Revise the lines below so that "whereabouts" becomes "location" wherever it occurs, leaving everything else unchanged.

§ §

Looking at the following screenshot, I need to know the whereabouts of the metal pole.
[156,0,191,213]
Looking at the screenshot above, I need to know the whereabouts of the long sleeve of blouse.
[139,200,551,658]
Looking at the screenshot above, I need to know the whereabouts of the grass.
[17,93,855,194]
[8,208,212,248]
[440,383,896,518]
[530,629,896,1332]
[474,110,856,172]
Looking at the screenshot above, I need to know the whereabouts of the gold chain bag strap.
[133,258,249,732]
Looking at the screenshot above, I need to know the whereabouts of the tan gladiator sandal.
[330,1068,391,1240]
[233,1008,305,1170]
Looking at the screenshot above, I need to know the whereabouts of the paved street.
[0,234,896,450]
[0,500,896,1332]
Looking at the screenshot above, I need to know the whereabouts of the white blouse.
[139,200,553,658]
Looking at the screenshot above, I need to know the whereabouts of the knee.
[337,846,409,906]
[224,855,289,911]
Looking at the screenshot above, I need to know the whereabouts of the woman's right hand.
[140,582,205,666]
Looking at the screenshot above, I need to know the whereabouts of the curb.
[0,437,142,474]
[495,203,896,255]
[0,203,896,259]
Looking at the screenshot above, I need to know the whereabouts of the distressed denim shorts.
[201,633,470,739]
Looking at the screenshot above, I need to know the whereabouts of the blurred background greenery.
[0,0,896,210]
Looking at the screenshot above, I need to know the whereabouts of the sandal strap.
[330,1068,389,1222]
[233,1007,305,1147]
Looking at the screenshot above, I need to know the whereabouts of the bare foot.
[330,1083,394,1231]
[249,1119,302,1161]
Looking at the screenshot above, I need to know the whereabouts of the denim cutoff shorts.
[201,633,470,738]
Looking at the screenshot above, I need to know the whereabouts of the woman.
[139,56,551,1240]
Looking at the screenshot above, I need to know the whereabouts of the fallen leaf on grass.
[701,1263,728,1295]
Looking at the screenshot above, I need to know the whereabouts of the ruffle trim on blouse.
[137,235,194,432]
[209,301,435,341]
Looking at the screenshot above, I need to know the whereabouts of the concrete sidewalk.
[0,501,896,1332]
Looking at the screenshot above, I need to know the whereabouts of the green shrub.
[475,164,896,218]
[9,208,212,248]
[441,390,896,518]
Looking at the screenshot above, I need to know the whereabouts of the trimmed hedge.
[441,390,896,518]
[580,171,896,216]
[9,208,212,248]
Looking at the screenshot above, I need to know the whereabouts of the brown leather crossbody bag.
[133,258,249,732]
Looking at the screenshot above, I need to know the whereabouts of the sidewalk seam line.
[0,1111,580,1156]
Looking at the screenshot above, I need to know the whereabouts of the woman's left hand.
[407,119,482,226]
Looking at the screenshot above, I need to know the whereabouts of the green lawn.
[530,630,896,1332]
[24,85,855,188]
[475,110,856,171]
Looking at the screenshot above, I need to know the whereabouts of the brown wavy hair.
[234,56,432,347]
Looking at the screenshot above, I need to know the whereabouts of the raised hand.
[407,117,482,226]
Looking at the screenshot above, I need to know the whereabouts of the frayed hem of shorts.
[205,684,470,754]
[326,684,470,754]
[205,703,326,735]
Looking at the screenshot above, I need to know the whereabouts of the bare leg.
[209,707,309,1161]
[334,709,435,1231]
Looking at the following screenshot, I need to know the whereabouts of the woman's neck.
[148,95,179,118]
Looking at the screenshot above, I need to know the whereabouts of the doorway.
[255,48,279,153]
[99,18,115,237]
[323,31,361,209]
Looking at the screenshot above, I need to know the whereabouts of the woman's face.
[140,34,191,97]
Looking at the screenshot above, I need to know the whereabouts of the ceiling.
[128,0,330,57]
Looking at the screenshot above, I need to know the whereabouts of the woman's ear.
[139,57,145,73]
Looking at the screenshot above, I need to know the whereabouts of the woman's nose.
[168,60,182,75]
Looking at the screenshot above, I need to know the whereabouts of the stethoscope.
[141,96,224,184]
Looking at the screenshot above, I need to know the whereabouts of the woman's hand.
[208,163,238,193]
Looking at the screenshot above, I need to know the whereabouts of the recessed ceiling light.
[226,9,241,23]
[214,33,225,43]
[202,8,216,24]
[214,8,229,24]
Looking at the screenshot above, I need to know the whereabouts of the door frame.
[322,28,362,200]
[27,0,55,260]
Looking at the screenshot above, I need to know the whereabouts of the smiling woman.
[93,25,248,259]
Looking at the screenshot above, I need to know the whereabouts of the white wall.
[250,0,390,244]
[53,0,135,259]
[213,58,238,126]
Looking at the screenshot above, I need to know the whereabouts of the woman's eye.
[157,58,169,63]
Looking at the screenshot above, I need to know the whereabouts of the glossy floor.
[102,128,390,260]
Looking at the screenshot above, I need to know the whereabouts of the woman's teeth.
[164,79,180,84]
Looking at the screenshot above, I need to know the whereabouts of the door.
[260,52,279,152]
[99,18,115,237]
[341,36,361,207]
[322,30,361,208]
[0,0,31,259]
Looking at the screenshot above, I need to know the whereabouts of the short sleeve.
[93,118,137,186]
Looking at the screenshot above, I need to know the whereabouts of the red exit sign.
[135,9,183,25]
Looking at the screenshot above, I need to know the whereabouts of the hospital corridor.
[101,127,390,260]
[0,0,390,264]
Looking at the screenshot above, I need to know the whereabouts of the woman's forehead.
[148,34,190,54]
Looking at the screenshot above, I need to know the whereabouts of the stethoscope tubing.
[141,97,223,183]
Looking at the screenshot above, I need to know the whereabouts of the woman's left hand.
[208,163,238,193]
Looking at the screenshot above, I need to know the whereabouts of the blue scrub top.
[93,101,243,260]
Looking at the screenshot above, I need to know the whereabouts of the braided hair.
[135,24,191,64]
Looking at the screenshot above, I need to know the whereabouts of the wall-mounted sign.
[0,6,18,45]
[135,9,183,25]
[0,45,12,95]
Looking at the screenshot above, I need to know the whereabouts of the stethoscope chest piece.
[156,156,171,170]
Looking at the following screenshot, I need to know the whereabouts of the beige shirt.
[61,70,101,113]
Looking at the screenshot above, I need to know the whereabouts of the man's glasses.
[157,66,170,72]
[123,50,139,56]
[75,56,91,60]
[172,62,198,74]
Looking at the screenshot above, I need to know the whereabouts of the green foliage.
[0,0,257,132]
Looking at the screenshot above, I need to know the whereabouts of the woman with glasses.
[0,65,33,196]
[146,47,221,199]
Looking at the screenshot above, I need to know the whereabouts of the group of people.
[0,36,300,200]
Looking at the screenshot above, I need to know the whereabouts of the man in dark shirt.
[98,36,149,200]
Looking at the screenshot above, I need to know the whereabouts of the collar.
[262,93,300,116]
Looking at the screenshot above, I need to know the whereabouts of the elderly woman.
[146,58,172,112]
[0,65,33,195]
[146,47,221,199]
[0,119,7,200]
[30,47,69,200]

§ §

Reply to the task:
Looking at the following screenshot, I need to know the location of the metal pole.
[156,0,191,213]
Looking at the screenshot above, I need to know the location of the long sleeve of blouse.
[139,200,551,658]
Looking at the screenshot above, I need to know the location of the grass.
[17,93,855,194]
[8,208,212,248]
[440,383,896,518]
[530,629,896,1332]
[474,110,856,172]
Looking at the screenshot above, I need to know the location of the gold chain bag strap.
[133,258,249,732]
Looking at the screenshot above, I need to know the location of the tan gladiator sandal.
[330,1068,391,1240]
[233,1008,305,1170]
Looking at the screenshot above, I need to know the location of the paved street.
[0,234,896,450]
[0,500,896,1332]
Looking at the screenshot above, I need to know the location of the white blouse.
[139,200,553,658]
Looking at the screenshot above, I need to know the location of the knee.
[337,846,409,906]
[224,855,289,911]
Looking at the screenshot above, I need to know the location of the woman's right hand.
[140,582,205,666]
Looking at the screenshot above, I need to know the location of the curb.
[0,437,142,474]
[495,203,896,255]
[0,203,896,259]
Looking at the screenshot above, I need to know the location of the distressed denim shorts.
[201,633,470,739]
Looking at the screenshot above, I need to know the location of the blurred background greenery.
[0,0,896,210]
Looking at the screenshot above, I need to know the location of the sandal strap.
[330,1068,389,1222]
[233,1007,305,1147]
Looking at the screenshot above, I need to know the location of the bare foot.
[330,1083,394,1231]
[249,1119,302,1161]
Looking at the screenshot above, I need to know the location of the denim cutoff shorts.
[201,633,470,738]
Looking at the screenshot above, I need to know the location of the woman.
[139,56,551,1240]
Looking at the screenshot above, I need to know the location of the fallen leaf on grass.
[701,1263,728,1295]
Looking at the screenshot above, I need to know the location of the ruffle trim on blouse.
[137,235,194,432]
[209,301,435,341]
Looking at the screenshot above, I need to know the location of the concrete sidewalk.
[0,501,896,1332]
Looking at the screenshot above, I need to know the location of the green shrub.
[475,164,896,218]
[9,208,212,248]
[441,390,896,518]
Looking at the screenshot above, I need to know the location of the trimmed hedge.
[441,390,896,518]
[580,171,896,216]
[9,208,212,248]
Looking at the screenshot above, I need to know the location of the brown leather crossbody bag.
[133,258,249,732]
Looking at the screenshot above, I need to know the location of the sidewalk seam line.
[0,1111,580,1156]
Looking at the screenshot above, I need to know the location of the woman's left hand.
[407,119,482,226]
Looking at the screenshot above, I need to know the location of the green lawn.
[530,630,896,1332]
[24,85,855,188]
[475,110,856,171]
Looking at the screenshot above, I need to know the location of the brown wavy hair.
[234,56,432,347]
Looking at the screenshot above, I need to know the location of the raised hand.
[407,117,482,226]
Looking at the screenshot above, I need to know the location of the frayed hem of shorts.
[205,684,470,754]
[326,684,470,754]
[205,703,326,735]
Looking at the screenshot above, I need to know the location of the bare leg.
[209,707,309,1161]
[334,709,435,1231]
Looking at the following screenshot, I need to know the location of the woman's neck.
[148,95,179,118]
Looking at the screenshot above, I need to know the location of the doorway.
[255,48,279,153]
[99,18,115,237]
[323,31,361,209]
Looking at the screenshot above, I need to know the location of the woman's face.
[140,34,191,97]
Looking at the screenshot above, I need to know the location of the ceiling.
[128,0,330,57]
Looking at the screenshot above, I need to know the location of the woman's ear.
[139,57,145,73]
Looking at the screenshot above, I need to know the location of the woman's nose.
[168,60,182,75]
Looking at the screenshot above, I need to know the location of the stethoscope.
[141,96,224,184]
Looking at the screenshot above, I need to know the location of the woman's hand.
[208,163,238,193]
Looking at the screenshot above, I need to know the location of the recessed ceiling light.
[226,9,241,23]
[214,33,225,43]
[202,8,216,24]
[214,8,229,24]
Looking at the screenshot above, I need to know the location of the door frame.
[322,28,362,200]
[27,0,55,260]
Looking at the screenshot above, I need to know the location of the smiling woman.
[93,25,248,259]
Looking at the screenshot above, I need to know the location of the white wall.
[250,0,390,244]
[53,0,135,259]
[213,58,238,126]
Looking at the screenshot above, I need to know the location of the woman's eye.
[157,58,169,63]
Looking at the screenshot above, I need to know the location of the glossy floor.
[102,128,390,260]
Looking at the screenshot above, I need to know the location of the woman's teeth.
[164,79,180,84]
Looking at the screenshot above, I need to know the location of the door.
[260,52,279,152]
[99,18,115,237]
[341,36,361,207]
[322,30,361,208]
[0,0,31,259]
Looking at the screenshot above, I need to know the location of the short sleeve.
[93,118,137,186]
Looking at the screenshot above, I need to know the location of the red exit sign.
[135,9,183,25]
Looking at the screenshot above, I need to know the location of the hospital corridor.
[101,127,390,260]
[0,0,390,264]
Looking at the screenshot above, I need to know the location of the woman's forehead.
[148,34,190,54]
Looking at the screenshot above, I need to know the location of the stethoscope tubing.
[141,97,223,183]
Looking at the screenshot above, I need to know the location of the woman's left hand.
[208,163,238,193]
Looking at the screenshot above, I need to know the location of the blue scrub top.
[93,101,243,260]
Looking at the screenshot above, I need to know the location of the braided hair.
[135,24,191,64]
Looking at the screenshot above, I need to know the location of the wall-mounted sign.
[0,6,18,45]
[135,9,183,25]
[0,45,12,95]
Looking at the screenshot above, I need to know the location of the stethoscope chest piece.
[156,156,171,170]
Looking at the following screenshot, I need to know the location of the beige shirt.
[61,70,101,113]
Looking at the screenshot above, I need to know the location of the man's glasses.
[157,66,170,72]
[123,50,139,56]
[75,56,91,60]
[172,62,198,74]
Looking at the screenshot above, I need to know the location of the green foliage.
[0,0,257,132]
Looking at the screenshot above, I need to know the location of the woman with glasses.
[0,65,33,196]
[146,47,221,199]
Looking at the screenshot above, I need to know the location of the group of people.
[0,36,300,200]
Looking at the screenshot above, I need to know the location of the man in dark shirt.
[98,36,149,200]
Looking at the screenshot above, I need to know the location of the collar.
[262,93,300,116]
Looking at the screenshot above, I need to know the location of the elderly woman.
[146,58,172,112]
[0,65,33,195]
[146,47,221,199]
[0,119,7,200]
[30,47,69,200]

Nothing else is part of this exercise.